[start]
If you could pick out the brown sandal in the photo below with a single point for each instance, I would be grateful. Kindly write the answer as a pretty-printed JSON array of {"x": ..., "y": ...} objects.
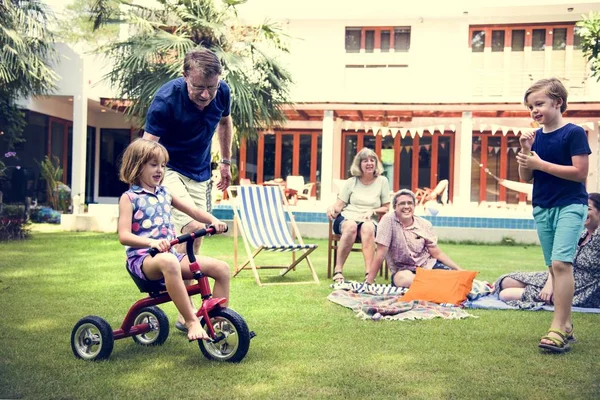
[
  {"x": 559, "y": 344},
  {"x": 339, "y": 279}
]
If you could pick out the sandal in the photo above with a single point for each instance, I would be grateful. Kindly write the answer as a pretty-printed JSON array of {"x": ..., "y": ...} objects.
[
  {"x": 559, "y": 344},
  {"x": 570, "y": 336},
  {"x": 339, "y": 279}
]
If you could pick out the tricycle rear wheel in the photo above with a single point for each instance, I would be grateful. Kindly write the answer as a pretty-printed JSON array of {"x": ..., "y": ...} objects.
[
  {"x": 159, "y": 326},
  {"x": 234, "y": 336}
]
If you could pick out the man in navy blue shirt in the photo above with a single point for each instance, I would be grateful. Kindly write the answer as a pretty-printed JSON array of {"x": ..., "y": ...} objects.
[{"x": 183, "y": 117}]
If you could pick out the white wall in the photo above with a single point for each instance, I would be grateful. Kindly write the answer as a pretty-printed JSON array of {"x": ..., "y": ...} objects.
[{"x": 439, "y": 61}]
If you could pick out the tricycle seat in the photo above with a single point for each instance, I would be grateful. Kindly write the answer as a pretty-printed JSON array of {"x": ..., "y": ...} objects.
[{"x": 154, "y": 288}]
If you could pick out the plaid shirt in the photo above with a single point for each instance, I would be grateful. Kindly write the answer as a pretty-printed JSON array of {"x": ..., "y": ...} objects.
[{"x": 408, "y": 247}]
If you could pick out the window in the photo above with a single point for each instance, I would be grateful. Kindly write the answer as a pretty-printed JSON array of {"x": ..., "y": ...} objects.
[
  {"x": 538, "y": 40},
  {"x": 369, "y": 41},
  {"x": 112, "y": 145},
  {"x": 559, "y": 38},
  {"x": 385, "y": 41},
  {"x": 497, "y": 40},
  {"x": 478, "y": 41},
  {"x": 576, "y": 38},
  {"x": 372, "y": 39},
  {"x": 402, "y": 39},
  {"x": 518, "y": 40},
  {"x": 353, "y": 40}
]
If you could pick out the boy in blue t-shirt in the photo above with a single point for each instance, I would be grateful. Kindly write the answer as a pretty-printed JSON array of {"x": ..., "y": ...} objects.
[{"x": 556, "y": 158}]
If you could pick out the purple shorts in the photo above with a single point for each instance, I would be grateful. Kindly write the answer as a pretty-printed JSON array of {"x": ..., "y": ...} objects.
[{"x": 135, "y": 264}]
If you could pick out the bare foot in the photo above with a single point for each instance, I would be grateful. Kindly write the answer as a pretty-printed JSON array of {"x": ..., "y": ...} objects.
[{"x": 195, "y": 331}]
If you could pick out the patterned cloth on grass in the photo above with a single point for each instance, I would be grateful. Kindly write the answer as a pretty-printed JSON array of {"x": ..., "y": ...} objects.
[
  {"x": 479, "y": 289},
  {"x": 390, "y": 307}
]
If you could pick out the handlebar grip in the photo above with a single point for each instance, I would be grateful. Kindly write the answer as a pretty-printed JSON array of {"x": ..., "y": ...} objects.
[{"x": 183, "y": 238}]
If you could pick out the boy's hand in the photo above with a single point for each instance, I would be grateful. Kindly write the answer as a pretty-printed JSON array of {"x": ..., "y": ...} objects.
[
  {"x": 219, "y": 225},
  {"x": 529, "y": 160},
  {"x": 162, "y": 245},
  {"x": 526, "y": 141}
]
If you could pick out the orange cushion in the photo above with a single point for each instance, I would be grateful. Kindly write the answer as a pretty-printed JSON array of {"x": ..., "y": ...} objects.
[{"x": 440, "y": 286}]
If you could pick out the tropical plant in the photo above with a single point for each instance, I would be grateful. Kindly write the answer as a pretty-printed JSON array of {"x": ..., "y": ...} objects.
[
  {"x": 26, "y": 52},
  {"x": 51, "y": 172},
  {"x": 160, "y": 36},
  {"x": 589, "y": 31},
  {"x": 74, "y": 25}
]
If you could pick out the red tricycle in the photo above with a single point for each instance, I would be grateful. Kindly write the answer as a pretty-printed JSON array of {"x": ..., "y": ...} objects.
[{"x": 92, "y": 337}]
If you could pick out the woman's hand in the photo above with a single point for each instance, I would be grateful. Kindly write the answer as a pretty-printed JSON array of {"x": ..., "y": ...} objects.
[
  {"x": 219, "y": 225},
  {"x": 331, "y": 213},
  {"x": 367, "y": 215},
  {"x": 161, "y": 244}
]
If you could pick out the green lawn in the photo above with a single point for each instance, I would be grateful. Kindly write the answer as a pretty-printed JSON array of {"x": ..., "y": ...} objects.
[{"x": 306, "y": 346}]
[end]
**What needs to be done**
Copy all of the records above word for word, leaving out the picture.

**Exercise result**
If you could pick out the brown sandal in the photo below with a single point for each instance, I would be grateful. Kindly write the answer as a pretty-printed JSON array of {"x": ..., "y": ...} objects.
[
  {"x": 559, "y": 344},
  {"x": 339, "y": 279}
]
If you could pick out the sandal in the photo above with a single point for each instance, I would be grateful. Kindly write the answer as a pretty-printed JSON array of {"x": ..., "y": ...} objects.
[
  {"x": 559, "y": 344},
  {"x": 570, "y": 336},
  {"x": 339, "y": 279}
]
If you could pick out the tricycle rear wheel in the photo above with a single point for each instance, I would be grateful. Kindly write the answer as a pretty-printed JSON array of {"x": ..., "y": ...} objects.
[
  {"x": 159, "y": 326},
  {"x": 234, "y": 336}
]
If you could pick out the man in navy blue shirt in the photo above with a single point for each instance, I would be grateful. Kindly write the answer as a pretty-printed JSON array of {"x": ..., "y": ...} objects.
[{"x": 183, "y": 117}]
If you could pick out the white wall in the photo above with a single point for each instance, I would be grateful. Kindly write the answer as a pretty-printed JSON array of {"x": ..., "y": ...} objects.
[{"x": 439, "y": 61}]
If you could pick out the tricycle seat in the photo above with a single point for each instance, I would be grateful. Kindly write the answer as a pretty-printed JSON array of {"x": ..., "y": ...} objects.
[{"x": 154, "y": 288}]
If you could pick out the plaid shirt in the photo above with a single point for each instance, I would be grateful. Kindly write the answer as a pretty-printed JSON array of {"x": ..., "y": ...} objects.
[{"x": 408, "y": 247}]
If you could pick out the window in the photo above with a single point for each instance, I would be grateful. Kindly write the answer as a pretty-printed JSON array of {"x": ..., "y": ...} objects.
[
  {"x": 538, "y": 40},
  {"x": 369, "y": 41},
  {"x": 112, "y": 145},
  {"x": 559, "y": 38},
  {"x": 385, "y": 41},
  {"x": 497, "y": 40},
  {"x": 478, "y": 41},
  {"x": 576, "y": 38},
  {"x": 372, "y": 39},
  {"x": 402, "y": 39},
  {"x": 518, "y": 40},
  {"x": 353, "y": 40}
]
If you could pick out the boy in blue t-shirt in the photo above with a single point for each instance, I would be grateful. Kindly write the answer as a pretty-printed JSON array of {"x": ..., "y": ...} objects.
[{"x": 556, "y": 158}]
If you could pick out the purple shorts in the photo above with a single point for each instance, I would be grateful. Kindly write the answer as a pretty-printed JSON array of {"x": ..., "y": ...} objects.
[{"x": 135, "y": 264}]
If you could pick out the bare foot in the photo above with a single point for each instance, I would be grateful. Kindly write the answer as a pretty-printed JSON array of {"x": ..., "y": ...} objects.
[{"x": 195, "y": 331}]
If you could pick out the patterned cloth on grass in the photo above with a single point for each instance, I would be grateful. Kindly write the answer as a pretty-printed JSON array of {"x": ..., "y": ...} objects.
[
  {"x": 479, "y": 289},
  {"x": 390, "y": 307}
]
If you could pick out the handlebar grip in the photo above with a single point for each instance, I would be grateful. Kindly write the answer as a pretty-printed JSON array of {"x": ..., "y": ...} objects.
[{"x": 183, "y": 238}]
If you could pick out the boy's hand in the photo above with a single point for each instance, I would be grateful. Kindly write the answer as a pretty-printed JSON array of {"x": ..., "y": ...} objects.
[
  {"x": 219, "y": 225},
  {"x": 529, "y": 160},
  {"x": 162, "y": 245},
  {"x": 526, "y": 141}
]
If you could pick out the orange cushion in the photo above with a single point for each instance, I would be grateful. Kindly write the answer as a pretty-printed JSON array of {"x": ..., "y": ...} objects.
[{"x": 440, "y": 286}]
If you could pick out the tropical plant in the photo above with a single point for each instance, I would be grateful. Kindly write the answer as a pretty-printed JSON array of {"x": ..., "y": ...} objects.
[
  {"x": 26, "y": 52},
  {"x": 51, "y": 172},
  {"x": 160, "y": 36},
  {"x": 589, "y": 31},
  {"x": 74, "y": 25}
]
If you could pick out the red tricycle in the photo above with a single point for each instance, I would be grateful. Kindly write the answer as a pretty-printed JSON array of {"x": ..., "y": ...} objects.
[{"x": 92, "y": 337}]
If you could pick out the woman's hand in the photo above with a single point for each instance, I would be grateful. Kindly write the answer as a pretty-printed JSON array of {"x": ..., "y": ...} objects.
[
  {"x": 219, "y": 225},
  {"x": 331, "y": 213},
  {"x": 367, "y": 215},
  {"x": 161, "y": 244}
]
If you could pick out the green lawn in the photo above with a single point for each instance, I would be grateful. Kindly write the answer as a pretty-printed JSON array of {"x": ..., "y": ...} objects.
[{"x": 306, "y": 346}]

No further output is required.